— WORK ORDER —
Each line of the entries below that includes "metal" belongs in your answer.

Point-per-instance localization data
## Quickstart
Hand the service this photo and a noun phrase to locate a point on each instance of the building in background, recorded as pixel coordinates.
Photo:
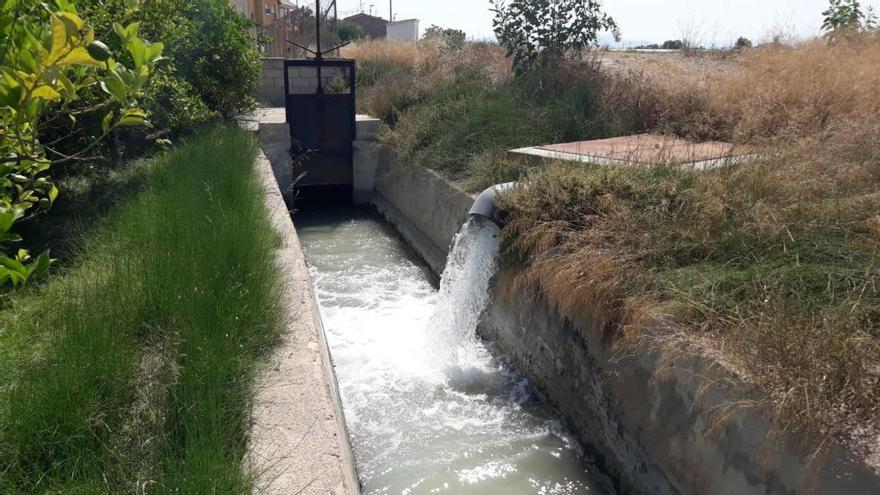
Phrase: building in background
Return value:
(262, 12)
(378, 28)
(407, 30)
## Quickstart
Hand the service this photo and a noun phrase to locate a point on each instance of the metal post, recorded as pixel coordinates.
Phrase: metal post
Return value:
(318, 56)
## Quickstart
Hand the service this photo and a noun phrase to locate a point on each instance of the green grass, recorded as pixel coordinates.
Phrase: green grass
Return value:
(132, 367)
(461, 121)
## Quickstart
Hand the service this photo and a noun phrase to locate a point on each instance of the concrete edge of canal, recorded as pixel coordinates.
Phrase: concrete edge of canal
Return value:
(299, 441)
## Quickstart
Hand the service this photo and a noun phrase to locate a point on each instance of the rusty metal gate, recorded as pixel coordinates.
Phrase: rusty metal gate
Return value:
(320, 110)
(320, 107)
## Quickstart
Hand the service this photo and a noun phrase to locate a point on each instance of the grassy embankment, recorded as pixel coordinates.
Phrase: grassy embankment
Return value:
(774, 264)
(130, 370)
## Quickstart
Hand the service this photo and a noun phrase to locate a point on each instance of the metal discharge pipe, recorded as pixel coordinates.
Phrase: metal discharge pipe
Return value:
(485, 205)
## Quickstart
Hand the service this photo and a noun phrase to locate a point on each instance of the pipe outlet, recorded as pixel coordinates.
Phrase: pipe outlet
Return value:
(485, 205)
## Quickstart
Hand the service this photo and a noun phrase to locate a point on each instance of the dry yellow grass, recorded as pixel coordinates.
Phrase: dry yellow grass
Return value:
(775, 264)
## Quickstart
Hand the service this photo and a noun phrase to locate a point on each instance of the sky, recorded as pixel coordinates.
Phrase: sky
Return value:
(710, 22)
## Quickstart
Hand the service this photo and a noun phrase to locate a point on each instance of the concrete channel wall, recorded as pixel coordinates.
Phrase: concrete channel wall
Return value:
(426, 209)
(298, 440)
(657, 424)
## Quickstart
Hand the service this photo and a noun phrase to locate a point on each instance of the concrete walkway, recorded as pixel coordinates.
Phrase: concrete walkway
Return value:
(299, 443)
(642, 149)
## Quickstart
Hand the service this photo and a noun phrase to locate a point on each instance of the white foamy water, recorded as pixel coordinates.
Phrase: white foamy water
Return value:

— OUTPUT BELOW —
Hand the service this photo and a noun phrase to locate a point on each instance of the metal post, recorded as pixel coordinates.
Phrase: metal post
Hand the service this photo and a noun phrase to locate a point on each instance of the rusty metal gate, recorded as pixel coordinates.
Phrase: rusty metal gate
Hand the service this photo and a noun phrase to locate a point on each instance of the metal discharge pipe, recorded as pixel coordinates.
Phrase: metal discharge pipe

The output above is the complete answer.